Reproduce the entries below, swapping every instance of "cockpit side window" for "flight deck side window" and leaving everything else unchanged.

(Object pointing dataset entries)

..........

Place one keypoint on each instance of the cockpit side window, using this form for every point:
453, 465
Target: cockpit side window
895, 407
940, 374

..........

Task response:
Place one keypoint on each instance of the flight deck side window, using this form for every point:
453, 465
Target: flight deck side window
895, 407
940, 374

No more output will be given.